§ Brief: Take the listing from its first line through the line that contains "find sky | one" and please retype those lines exactly, leaving out the pictures.
--------------------
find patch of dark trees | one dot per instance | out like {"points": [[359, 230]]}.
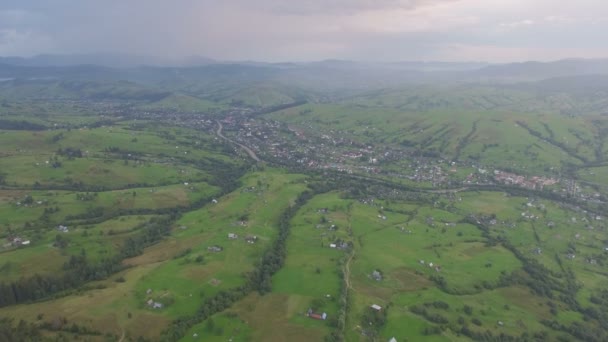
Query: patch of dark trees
{"points": [[553, 142], [21, 125], [257, 280], [555, 286], [78, 270]]}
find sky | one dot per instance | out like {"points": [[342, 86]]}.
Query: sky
{"points": [[305, 30]]}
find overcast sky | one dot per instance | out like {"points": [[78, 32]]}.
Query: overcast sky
{"points": [[303, 30]]}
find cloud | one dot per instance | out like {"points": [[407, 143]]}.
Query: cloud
{"points": [[303, 30], [518, 24]]}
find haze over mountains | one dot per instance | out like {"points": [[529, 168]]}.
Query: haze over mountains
{"points": [[138, 68]]}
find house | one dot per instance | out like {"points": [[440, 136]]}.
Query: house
{"points": [[215, 248], [313, 315]]}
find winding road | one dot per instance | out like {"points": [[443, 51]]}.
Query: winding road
{"points": [[247, 149]]}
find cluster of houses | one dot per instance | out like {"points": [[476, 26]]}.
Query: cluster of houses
{"points": [[430, 265], [251, 239], [376, 275], [17, 241], [534, 183]]}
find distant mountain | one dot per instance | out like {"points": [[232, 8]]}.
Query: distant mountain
{"points": [[544, 70], [106, 60]]}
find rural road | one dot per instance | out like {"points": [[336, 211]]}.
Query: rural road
{"points": [[247, 149]]}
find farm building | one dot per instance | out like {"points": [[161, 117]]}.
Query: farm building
{"points": [[215, 248], [313, 315]]}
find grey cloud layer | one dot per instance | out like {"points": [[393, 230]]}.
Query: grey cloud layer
{"points": [[495, 30]]}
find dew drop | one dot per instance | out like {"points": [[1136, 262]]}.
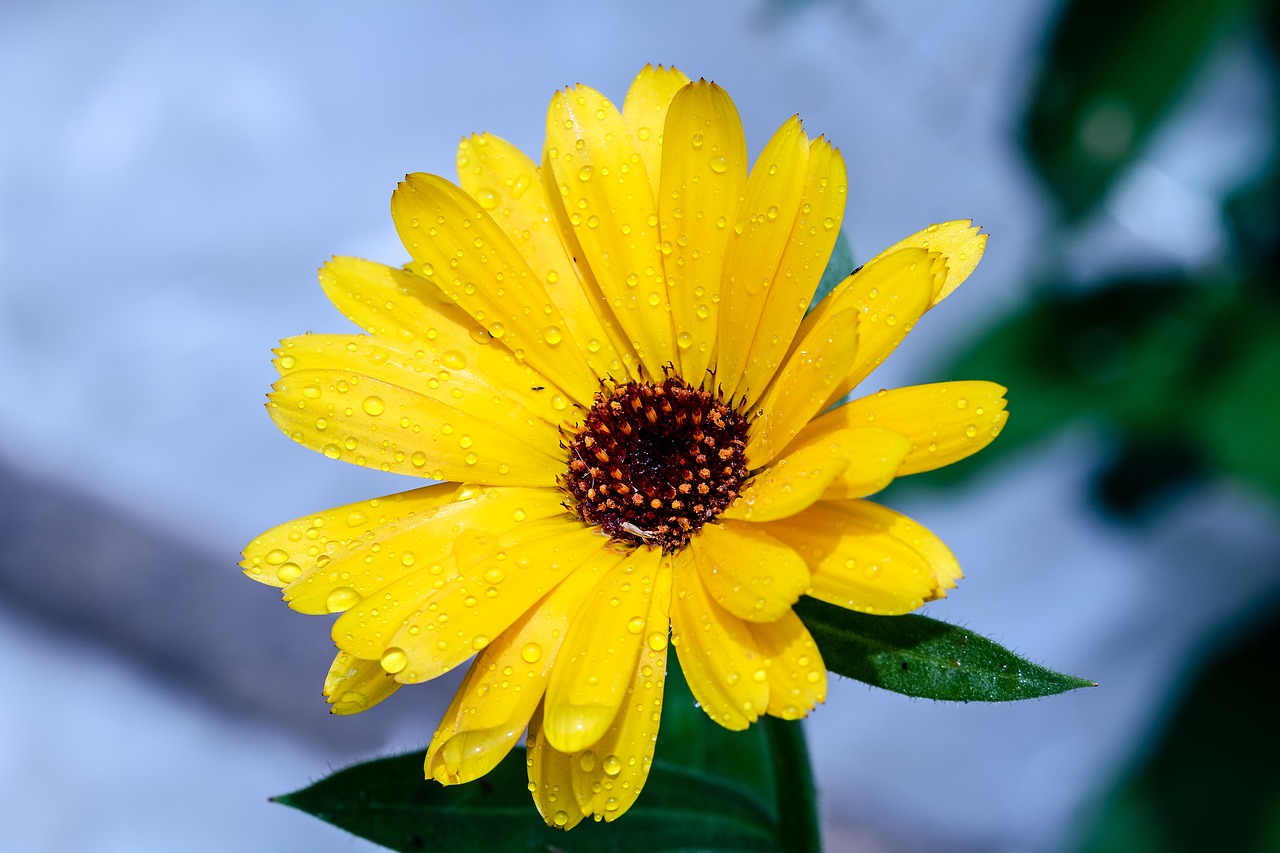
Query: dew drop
{"points": [[394, 660], [341, 598], [288, 573]]}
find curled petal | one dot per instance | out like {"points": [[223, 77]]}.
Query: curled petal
{"points": [[353, 685], [717, 652], [798, 678], [959, 242]]}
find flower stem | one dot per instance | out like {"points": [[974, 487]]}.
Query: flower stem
{"points": [[798, 802]]}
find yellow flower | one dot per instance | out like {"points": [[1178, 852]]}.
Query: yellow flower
{"points": [[607, 360]]}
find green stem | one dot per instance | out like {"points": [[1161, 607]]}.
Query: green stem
{"points": [[798, 802]]}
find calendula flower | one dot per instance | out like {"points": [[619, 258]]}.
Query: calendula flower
{"points": [[609, 361]]}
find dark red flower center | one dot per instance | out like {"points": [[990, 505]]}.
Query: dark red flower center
{"points": [[656, 461]]}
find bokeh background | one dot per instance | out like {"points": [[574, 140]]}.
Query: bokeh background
{"points": [[172, 174]]}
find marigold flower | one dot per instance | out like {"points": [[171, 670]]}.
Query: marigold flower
{"points": [[609, 361]]}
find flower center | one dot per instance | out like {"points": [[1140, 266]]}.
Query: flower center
{"points": [[656, 461]]}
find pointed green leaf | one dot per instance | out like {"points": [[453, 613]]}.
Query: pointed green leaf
{"points": [[924, 657], [388, 802]]}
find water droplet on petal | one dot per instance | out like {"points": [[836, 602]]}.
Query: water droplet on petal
{"points": [[394, 660]]}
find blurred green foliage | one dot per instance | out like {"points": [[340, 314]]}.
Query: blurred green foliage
{"points": [[1180, 372]]}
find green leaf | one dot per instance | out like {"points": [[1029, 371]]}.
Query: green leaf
{"points": [[388, 802], [926, 658], [1112, 71], [839, 268], [709, 789], [1211, 779]]}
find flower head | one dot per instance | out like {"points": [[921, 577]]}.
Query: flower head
{"points": [[611, 364]]}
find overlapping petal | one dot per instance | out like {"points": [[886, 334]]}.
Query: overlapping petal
{"points": [[600, 652], [457, 246], [749, 573], [865, 557], [792, 665], [640, 249], [645, 113], [960, 242], [787, 297], [609, 203], [507, 682], [428, 623], [717, 652], [942, 423], [703, 177], [506, 183], [762, 231], [353, 685]]}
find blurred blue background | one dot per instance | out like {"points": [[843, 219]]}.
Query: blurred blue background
{"points": [[172, 176]]}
--------------------
§ Result of this exercise:
find patch of dark trees | one dot per instance | out like {"points": [[359, 230]]}.
Query: patch of dark trees
{"points": [[553, 142], [21, 125], [257, 280], [555, 286], [78, 270]]}
find sky | one dot per instance | out like {"points": [[342, 86]]}.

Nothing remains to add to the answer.